_INSTRUCTIONS TO FOLLOW:_
Return each line of the records below that contains the string "field", treating uppercase and lowercase letters as distinct.

_INPUT DATA:_
● ● ● ●
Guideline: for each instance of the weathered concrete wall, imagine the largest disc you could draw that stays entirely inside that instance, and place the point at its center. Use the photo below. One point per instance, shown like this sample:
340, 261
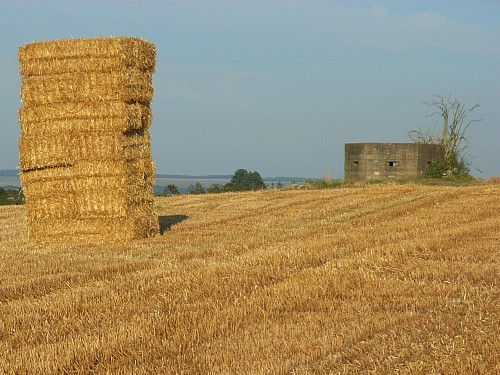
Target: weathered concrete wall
365, 161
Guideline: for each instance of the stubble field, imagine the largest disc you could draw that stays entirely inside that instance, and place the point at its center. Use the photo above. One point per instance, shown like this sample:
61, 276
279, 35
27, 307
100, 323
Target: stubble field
400, 279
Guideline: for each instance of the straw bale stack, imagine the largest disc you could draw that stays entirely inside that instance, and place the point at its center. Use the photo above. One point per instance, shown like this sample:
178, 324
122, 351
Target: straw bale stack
86, 168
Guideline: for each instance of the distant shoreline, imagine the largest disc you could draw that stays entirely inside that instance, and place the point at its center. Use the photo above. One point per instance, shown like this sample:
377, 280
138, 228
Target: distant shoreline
9, 179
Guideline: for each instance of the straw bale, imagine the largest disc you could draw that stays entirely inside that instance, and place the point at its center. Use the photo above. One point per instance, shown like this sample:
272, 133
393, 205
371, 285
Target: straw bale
89, 192
94, 230
83, 117
68, 149
86, 55
84, 148
130, 85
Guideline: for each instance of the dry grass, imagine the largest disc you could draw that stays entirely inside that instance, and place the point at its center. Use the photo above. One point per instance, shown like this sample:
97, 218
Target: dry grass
373, 279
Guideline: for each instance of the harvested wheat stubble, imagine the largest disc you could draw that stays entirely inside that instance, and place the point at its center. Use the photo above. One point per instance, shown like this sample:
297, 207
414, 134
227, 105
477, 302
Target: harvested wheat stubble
84, 117
84, 148
129, 85
86, 55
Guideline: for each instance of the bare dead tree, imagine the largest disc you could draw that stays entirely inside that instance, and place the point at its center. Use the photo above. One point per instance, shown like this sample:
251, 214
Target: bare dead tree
453, 134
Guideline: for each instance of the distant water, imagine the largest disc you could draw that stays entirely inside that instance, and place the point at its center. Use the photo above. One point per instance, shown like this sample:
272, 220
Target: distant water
181, 183
7, 181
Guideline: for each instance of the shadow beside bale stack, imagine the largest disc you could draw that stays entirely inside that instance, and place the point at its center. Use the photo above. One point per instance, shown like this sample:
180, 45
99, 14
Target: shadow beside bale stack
85, 159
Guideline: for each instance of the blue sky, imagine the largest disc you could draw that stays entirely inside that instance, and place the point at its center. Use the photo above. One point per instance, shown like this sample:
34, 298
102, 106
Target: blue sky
281, 86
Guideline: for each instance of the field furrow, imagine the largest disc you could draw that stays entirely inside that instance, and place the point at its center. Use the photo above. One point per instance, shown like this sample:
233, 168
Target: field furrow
368, 279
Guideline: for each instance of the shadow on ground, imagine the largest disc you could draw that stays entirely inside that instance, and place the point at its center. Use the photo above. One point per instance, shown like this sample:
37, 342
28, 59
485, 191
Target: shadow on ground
166, 222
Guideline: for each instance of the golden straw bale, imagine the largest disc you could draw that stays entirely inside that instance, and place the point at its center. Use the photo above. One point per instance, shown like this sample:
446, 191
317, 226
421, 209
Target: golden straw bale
86, 55
83, 176
69, 149
83, 117
128, 85
84, 149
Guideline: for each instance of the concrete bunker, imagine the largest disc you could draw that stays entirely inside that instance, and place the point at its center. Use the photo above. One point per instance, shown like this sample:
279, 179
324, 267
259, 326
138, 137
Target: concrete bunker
380, 161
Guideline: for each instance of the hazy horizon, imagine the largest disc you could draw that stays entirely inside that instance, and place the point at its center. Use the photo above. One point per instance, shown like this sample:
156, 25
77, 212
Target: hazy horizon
280, 86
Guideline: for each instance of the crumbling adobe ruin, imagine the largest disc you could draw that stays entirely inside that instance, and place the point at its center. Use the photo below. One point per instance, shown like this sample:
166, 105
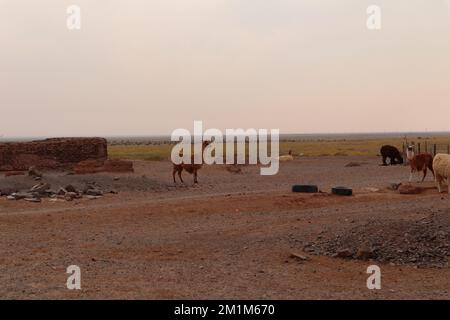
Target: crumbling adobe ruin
55, 153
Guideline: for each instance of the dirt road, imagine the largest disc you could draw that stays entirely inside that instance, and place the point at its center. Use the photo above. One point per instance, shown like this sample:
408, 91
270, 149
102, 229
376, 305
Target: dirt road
231, 237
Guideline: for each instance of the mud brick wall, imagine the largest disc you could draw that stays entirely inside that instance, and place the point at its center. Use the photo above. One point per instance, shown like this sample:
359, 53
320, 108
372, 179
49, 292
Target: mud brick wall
51, 153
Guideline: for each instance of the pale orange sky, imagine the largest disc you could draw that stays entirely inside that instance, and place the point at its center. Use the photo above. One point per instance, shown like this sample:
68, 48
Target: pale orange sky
142, 67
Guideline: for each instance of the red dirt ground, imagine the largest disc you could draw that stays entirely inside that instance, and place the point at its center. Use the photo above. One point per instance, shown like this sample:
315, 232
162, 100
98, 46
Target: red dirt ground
230, 237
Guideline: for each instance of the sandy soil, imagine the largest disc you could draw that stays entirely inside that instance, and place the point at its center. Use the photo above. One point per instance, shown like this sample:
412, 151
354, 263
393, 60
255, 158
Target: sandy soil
230, 237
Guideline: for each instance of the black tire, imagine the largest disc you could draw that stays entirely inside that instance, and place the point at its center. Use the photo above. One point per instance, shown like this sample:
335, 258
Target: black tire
305, 188
342, 191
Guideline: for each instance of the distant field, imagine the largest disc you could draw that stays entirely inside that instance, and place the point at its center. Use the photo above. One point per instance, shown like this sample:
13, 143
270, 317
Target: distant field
338, 147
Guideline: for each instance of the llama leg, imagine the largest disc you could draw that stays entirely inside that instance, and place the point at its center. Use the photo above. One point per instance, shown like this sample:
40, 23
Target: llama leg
438, 182
173, 175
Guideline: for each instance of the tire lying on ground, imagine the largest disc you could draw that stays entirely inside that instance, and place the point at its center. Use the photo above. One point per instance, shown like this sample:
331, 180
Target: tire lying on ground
305, 188
342, 191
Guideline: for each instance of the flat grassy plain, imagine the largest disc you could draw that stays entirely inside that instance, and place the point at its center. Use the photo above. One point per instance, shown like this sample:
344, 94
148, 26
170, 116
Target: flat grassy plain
309, 148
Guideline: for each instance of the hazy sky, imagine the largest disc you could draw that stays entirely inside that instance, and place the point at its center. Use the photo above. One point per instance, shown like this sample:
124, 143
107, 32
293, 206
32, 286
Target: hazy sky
151, 66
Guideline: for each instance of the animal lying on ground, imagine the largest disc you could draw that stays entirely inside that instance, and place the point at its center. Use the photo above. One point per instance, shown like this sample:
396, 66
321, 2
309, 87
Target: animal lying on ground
191, 168
392, 153
420, 162
441, 166
288, 157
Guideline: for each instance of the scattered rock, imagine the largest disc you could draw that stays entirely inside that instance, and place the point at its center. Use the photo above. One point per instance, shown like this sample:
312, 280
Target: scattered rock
344, 253
33, 172
409, 189
299, 256
394, 186
94, 192
93, 197
7, 191
69, 196
14, 173
70, 188
365, 252
40, 187
353, 164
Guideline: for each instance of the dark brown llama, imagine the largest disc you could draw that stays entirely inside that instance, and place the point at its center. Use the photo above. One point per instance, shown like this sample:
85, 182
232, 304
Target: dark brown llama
191, 168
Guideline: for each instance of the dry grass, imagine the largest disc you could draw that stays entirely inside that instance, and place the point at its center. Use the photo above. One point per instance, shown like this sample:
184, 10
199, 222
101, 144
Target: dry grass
368, 147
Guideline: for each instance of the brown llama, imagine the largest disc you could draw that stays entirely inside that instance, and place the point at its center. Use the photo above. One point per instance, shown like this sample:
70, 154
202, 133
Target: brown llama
191, 168
420, 162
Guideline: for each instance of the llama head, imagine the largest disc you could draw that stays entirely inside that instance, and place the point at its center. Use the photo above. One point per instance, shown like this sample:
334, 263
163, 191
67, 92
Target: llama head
410, 152
206, 143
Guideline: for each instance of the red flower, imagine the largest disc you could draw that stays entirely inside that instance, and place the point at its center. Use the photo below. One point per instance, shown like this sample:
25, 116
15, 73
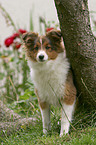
● ● ● ●
_TASK ANSWER:_
Guideline: for each instance of the stubble field, imagine the largest disc you could draw that stays entirely inside that instance, and place the point at its center. Use the photo above. One point per instance, shown like this sample:
Target: stubble field
Guideline: for each instance of the field furrow, imagine the largest disc you could draw that stays entirely inside that instance, and place the point at its center. Use the photo above. One point per instance, shown like this sample:
Target: field furrow
Guideline: for each instance of the distant field, imagine the largest disc you could draw that stays entirely inside that instance, and place the point at its center. Use the photo above. One point per instance, shown like this sample:
Target: distant field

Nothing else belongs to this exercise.